### Stated problem
Copy every line of the material below word for word, but leave out the pictures.

### Data excerpts
>>>
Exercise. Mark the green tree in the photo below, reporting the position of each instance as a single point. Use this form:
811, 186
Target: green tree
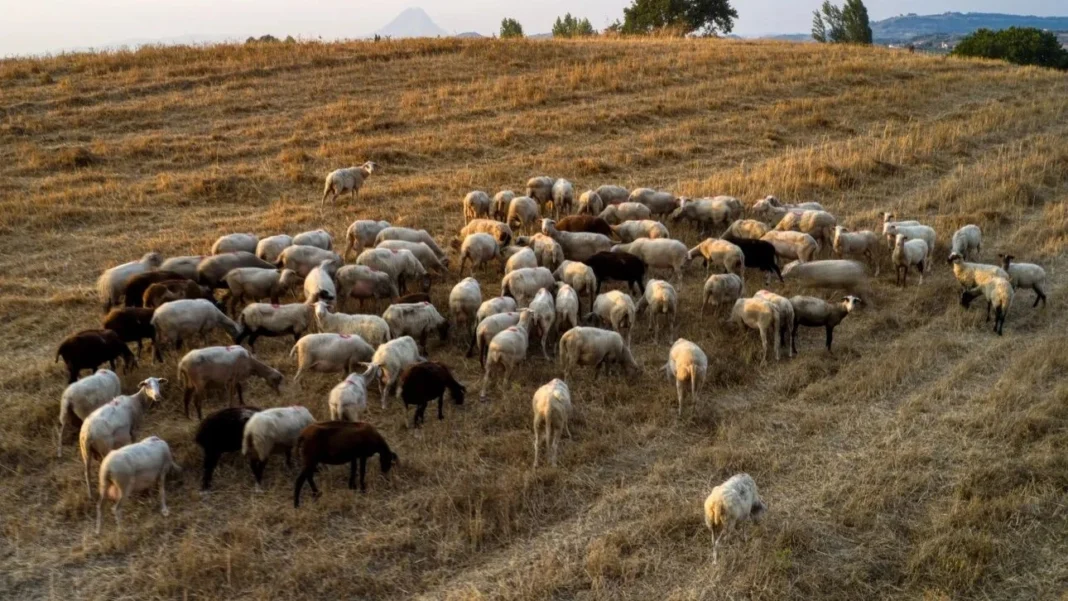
705, 17
1020, 45
511, 28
<<<
### Written solution
Exercise. Mark the green tree in the photo below, reporting the position of each instance as a single point. Use this form:
811, 186
Target: green tree
705, 17
1020, 45
511, 28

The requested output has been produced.